RECORDS SUPPLIED Block Start

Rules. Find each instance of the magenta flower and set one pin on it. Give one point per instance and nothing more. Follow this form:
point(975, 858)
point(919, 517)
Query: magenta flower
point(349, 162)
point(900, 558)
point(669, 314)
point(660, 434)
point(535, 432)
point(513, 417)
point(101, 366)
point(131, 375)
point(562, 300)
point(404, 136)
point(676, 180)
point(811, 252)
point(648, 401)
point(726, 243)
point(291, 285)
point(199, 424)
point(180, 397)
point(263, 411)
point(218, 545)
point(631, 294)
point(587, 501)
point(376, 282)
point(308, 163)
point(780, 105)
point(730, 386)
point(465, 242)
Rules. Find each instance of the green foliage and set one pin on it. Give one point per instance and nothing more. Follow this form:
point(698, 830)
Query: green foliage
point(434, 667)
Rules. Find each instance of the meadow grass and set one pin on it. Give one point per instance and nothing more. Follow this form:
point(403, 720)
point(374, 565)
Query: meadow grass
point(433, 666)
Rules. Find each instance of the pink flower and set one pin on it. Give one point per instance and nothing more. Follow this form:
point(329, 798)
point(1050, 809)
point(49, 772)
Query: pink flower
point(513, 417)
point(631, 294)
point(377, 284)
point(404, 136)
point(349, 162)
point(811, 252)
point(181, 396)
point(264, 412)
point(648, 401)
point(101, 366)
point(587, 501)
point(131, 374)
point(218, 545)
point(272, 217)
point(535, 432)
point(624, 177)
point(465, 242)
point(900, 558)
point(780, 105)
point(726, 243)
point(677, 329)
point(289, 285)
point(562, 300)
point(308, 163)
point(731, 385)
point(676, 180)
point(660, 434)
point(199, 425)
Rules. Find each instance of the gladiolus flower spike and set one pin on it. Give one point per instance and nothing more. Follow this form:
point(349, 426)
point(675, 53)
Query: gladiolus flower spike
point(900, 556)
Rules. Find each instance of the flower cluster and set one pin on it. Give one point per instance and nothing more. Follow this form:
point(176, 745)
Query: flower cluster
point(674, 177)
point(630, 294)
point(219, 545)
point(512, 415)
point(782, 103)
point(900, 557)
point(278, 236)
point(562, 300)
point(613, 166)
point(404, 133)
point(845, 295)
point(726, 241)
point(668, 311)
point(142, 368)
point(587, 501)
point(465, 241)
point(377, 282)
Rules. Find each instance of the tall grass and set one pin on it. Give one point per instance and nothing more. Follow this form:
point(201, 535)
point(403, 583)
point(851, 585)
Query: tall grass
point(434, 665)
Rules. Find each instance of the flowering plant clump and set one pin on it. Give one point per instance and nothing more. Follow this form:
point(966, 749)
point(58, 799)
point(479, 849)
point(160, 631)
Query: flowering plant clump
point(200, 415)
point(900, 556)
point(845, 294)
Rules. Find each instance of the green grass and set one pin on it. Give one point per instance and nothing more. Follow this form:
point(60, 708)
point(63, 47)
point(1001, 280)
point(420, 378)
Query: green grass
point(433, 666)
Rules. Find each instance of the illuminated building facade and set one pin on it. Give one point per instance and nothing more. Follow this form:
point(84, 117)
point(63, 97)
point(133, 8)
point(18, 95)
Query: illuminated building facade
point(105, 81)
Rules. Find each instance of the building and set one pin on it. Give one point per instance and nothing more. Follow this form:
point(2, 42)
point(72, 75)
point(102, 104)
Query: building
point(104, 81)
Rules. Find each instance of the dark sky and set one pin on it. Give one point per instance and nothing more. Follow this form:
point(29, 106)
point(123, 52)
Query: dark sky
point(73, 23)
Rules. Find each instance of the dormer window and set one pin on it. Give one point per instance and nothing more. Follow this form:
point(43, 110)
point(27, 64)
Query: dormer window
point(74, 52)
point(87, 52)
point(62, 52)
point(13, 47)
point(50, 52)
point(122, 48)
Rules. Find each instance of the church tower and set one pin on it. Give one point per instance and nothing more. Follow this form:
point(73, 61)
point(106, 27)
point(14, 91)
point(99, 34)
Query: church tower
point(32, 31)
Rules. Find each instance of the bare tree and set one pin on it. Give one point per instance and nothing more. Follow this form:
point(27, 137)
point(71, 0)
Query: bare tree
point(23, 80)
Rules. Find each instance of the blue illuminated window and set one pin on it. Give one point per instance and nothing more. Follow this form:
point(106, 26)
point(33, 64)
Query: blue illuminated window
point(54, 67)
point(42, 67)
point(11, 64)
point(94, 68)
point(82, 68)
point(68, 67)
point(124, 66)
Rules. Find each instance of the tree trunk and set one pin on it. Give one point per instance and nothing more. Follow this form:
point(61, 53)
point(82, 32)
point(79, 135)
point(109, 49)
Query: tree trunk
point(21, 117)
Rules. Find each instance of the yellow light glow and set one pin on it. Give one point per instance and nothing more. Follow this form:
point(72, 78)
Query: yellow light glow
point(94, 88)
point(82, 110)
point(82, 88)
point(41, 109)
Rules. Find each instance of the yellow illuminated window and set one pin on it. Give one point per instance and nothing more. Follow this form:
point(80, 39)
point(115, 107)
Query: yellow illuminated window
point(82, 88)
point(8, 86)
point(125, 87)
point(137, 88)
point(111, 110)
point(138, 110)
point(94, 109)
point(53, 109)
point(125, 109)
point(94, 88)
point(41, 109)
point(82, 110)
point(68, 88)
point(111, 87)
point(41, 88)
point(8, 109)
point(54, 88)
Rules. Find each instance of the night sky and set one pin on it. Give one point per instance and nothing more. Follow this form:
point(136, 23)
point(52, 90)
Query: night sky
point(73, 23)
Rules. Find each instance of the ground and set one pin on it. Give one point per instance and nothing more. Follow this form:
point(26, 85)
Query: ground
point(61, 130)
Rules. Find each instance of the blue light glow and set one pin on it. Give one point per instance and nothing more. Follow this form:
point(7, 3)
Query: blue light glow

RECORDS SUPPLIED Block End

### DIRECTIONS FOR THIS TASK:
Each line from the first line of the listing through the line with "point(919, 517)" must be output exactly, both ends included, and no other line may appear.

### REPLY:
Rules. Find each instance of the magenta flower and set one pin on it. Give one point per instance and nothing more. Follow this form:
point(975, 858)
point(919, 517)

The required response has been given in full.